**Set exercise**
Below are some records; return each one exactly.
* Start *
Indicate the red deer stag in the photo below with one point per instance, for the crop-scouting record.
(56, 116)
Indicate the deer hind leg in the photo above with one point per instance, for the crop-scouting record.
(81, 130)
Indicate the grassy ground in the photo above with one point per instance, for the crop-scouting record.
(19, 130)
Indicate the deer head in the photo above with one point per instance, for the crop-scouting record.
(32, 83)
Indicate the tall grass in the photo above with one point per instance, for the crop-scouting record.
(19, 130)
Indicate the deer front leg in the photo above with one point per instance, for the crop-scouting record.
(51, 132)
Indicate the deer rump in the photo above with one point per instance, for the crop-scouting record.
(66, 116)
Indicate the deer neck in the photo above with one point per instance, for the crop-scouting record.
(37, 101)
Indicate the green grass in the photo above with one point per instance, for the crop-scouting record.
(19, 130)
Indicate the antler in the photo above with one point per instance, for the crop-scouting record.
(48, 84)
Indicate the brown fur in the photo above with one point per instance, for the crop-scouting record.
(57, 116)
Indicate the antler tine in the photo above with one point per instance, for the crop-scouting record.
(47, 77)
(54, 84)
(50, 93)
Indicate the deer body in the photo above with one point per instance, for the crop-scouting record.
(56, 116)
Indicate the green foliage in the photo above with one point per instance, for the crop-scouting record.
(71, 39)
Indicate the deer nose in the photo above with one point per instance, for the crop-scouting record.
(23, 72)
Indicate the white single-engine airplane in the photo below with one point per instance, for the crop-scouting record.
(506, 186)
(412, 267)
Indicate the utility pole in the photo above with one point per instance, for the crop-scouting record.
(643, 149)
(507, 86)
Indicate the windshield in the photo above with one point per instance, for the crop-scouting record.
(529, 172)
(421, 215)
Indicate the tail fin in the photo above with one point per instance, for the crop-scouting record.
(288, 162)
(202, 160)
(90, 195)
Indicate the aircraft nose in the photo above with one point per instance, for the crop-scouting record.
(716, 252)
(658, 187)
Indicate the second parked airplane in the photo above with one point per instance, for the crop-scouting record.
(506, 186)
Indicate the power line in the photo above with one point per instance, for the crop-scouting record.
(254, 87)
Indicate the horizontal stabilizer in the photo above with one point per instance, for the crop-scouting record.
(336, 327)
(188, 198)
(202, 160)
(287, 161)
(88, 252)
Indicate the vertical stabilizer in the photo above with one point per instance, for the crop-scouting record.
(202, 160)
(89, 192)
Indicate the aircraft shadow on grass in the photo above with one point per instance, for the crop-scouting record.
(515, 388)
* End *
**Reply**
Indicate the red deer stag in the photo below with one point per instance, for the crop-scouting record.
(56, 116)
Indicate the deer hind leg in the photo above with one point per instance, for the crop-scouting record.
(81, 130)
Indicate the grassy ground in the photo above with one point per instance, for the crop-scouting record.
(19, 130)
Indicate the deer head in the photo above with one point per instance, for the crop-scouting record.
(32, 83)
Indicate the tall grass in the photo above with one point per instance, for the crop-scouting record.
(19, 130)
Indicate the deer front leg in the photo above with one point per instance, for the crop-scouting record.
(51, 132)
Indicate the deer rump in the photo above with one point per instance, for the crop-scouting record.
(66, 116)
Indicate the deer neck in the photo above with one point per instance, for the crop-scouting record.
(37, 101)
Indicate the green grass in the photo above with one point per instance, for the crop-scouting record.
(19, 130)
Indicate the antler in the photo above with one point per instance, for the crop-scouting record.
(48, 84)
Indicate the brown fur in the photo above with one point per instance, for the crop-scouting record.
(57, 116)
Indicate the antler tine in the photo above with one point per instance, for the crop-scouting record.
(47, 77)
(54, 84)
(50, 93)
Indicate the deer body in the photo above with one point per instance, for the crop-scouting record.
(56, 116)
Indicate the green foliage in the photo above with one point per instance, for the crop-scouting record.
(71, 39)
Indicate the deer nose in the photo above with one point per instance, for the crop-scouting record.
(23, 72)
Indicate the white single-engine airplane in the photo below with one point per instance, for the crop-scouting record.
(506, 186)
(412, 267)
Indicate the utility pole in the photo above with one point per instance, for the crop-scouting record.
(643, 149)
(507, 86)
Indicate the windshield in the photo above with one point per instance, for the crop-scouting record.
(529, 172)
(421, 215)
Indicate the tail fin in the photo above with one point per instance, for the crop-scouting record.
(288, 162)
(202, 160)
(90, 195)
Indicate the aircraft nose in the photo above with one point per instance, for the crop-scouting record.
(716, 252)
(658, 187)
Indicate the second parked airplane in the photo above with one point per instance, for the crop-scouting record.
(506, 186)
Indicate the power line in the photo above with one point per instance, for the crop-scouting record.
(254, 87)
Indicate the horizontal stabilizer in the photo above with one point per instance, for the crop-scouting record.
(336, 327)
(188, 198)
(202, 160)
(287, 161)
(88, 252)
Indicate the vertical stabilizer in the photo above with one point per instance, for the crop-scouting record.
(202, 160)
(89, 192)
Indicate the aircraft shadow on grass in the photo above with one point per instance, for the crop-scouting record.
(515, 388)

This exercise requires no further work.